„100 Meter laufen kann jeder.“ – Interview mit Ulrike Schümann
- Ulrike Schümann
Netzathleten: Ulrike, Du bist mit Leib und Seele Seglerin. Aber wie kamst Du überhaupt zum Segelsport?
Ulrike: Ich bin durch eine Freundin zum Segeln gekommen. Ich war damals 6 Jahre alt und sie fragte mich, ob ich nicht mitkommen wollte, weil ihr allein langweilig war. Ich hab es damals ausprobiert und der Trainer sah wohl Talent in mir schlummern.
Netzathleten: Du bist in Deiner Crew die Steuerfrau. Wie kamst Du zu dieser Position?
Ulrike: Als ich klein war, habe ich im Opti angefangen zu segeln. Da ist man allein auf dem Boot. Ich habe dann viele Klassen ausprobiert und bin eine ganze Weile in einer Einhandjolle geblieben. 2000 habe ich dann kurz pausiert, weil mir mein Studium wichtiger war. Als ich 2001 wieder mit dem Segeln anfangen wollte, ist die Ynglings-Klasse als neue olympische Disziplin eingeführt worden. Damit ergab sich die Möglichkeit, mit einer Crew zu starten und das hatte mich schon immer gereizt. Ich setzte mich dann mit einigen Kolleginnen in Verbindung, die ebenfalls umsteigen wollten und fand auch recht bald ein Team. Das Steuer wollte ich jedoch immer selber in der Hand behalten.

_Die Aufgaben_
**a)** Beantworten Sie anhand des Interviews mit Ulrike Schümann folgende Fragen:
(i) Wie alt war sie, als sie mit dem Segeln begann?
(ii) In welchem Boot hat sie als Kind zu segeln angefangen?
(iii) Welche Klasse wurde 2001 als neue olympische Disziplin eingeführt?
**b)** Erläutern Sie nach dem Interview mit Ulrike Schümann, warum sie im Jahr 2000 mit dem Segeln pausierte.
**c)** Führen Sie das Interview mit Ulrike Schümann im Anschluss an ihre letzte Antwort weiter.

_Bereitgestellte Daten_
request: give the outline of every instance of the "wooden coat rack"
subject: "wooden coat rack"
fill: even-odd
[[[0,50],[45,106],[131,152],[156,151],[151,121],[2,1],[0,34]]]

_Ergebnisse_
**a)**
(i) 6 Jahre
(ii) Im Opti
(iii) Die Ynglings-Klasse

**b)** Sie legte 2000 eine kurze Pause ein, weil ihr das Studium wichtiger war.

**c)**
Netzathleten: Wie gestaltet sich denn überhaupt das Training für Euch? Seid Ihr die meiste Zeit an Bord oder gibt es auch Training an Land?
Ulrike: Wir sind schon sehr viele Stunden auf dem Wasser. Es müssen alle Manöver eingeübt und irgendwann im Schlaf beherrscht werden. Wenn wir nicht auf dem Wasser sind, vertreiben wir uns die Zeit mit Konditionstraining, Theorie und Bootsbau.
Netzathleten: Es gibt beim Segeln unterschiedliche Segel-Klassen. Du warst früher in der Europe- und heute in der Yngling-Klasse. Gibt steuerungstechnisch gesehen einen Unterschied? Welchen?
Ulrike: Die Europe segelt man allein und es ist eine Jolle. Die ist sehr wendig und kippelig und kann auch kentern. Die Yngling ist ein Kielboot. Etwas langsamer und mehr strategisch zu segeln.
„Hundert Meter laufen kann jeder. Der Segelsport ist sehr komplex!“
Netzathleten: Was ist denn besonders schwer an Deinem Sport? Woran musstest Du am härtesten arbeiten?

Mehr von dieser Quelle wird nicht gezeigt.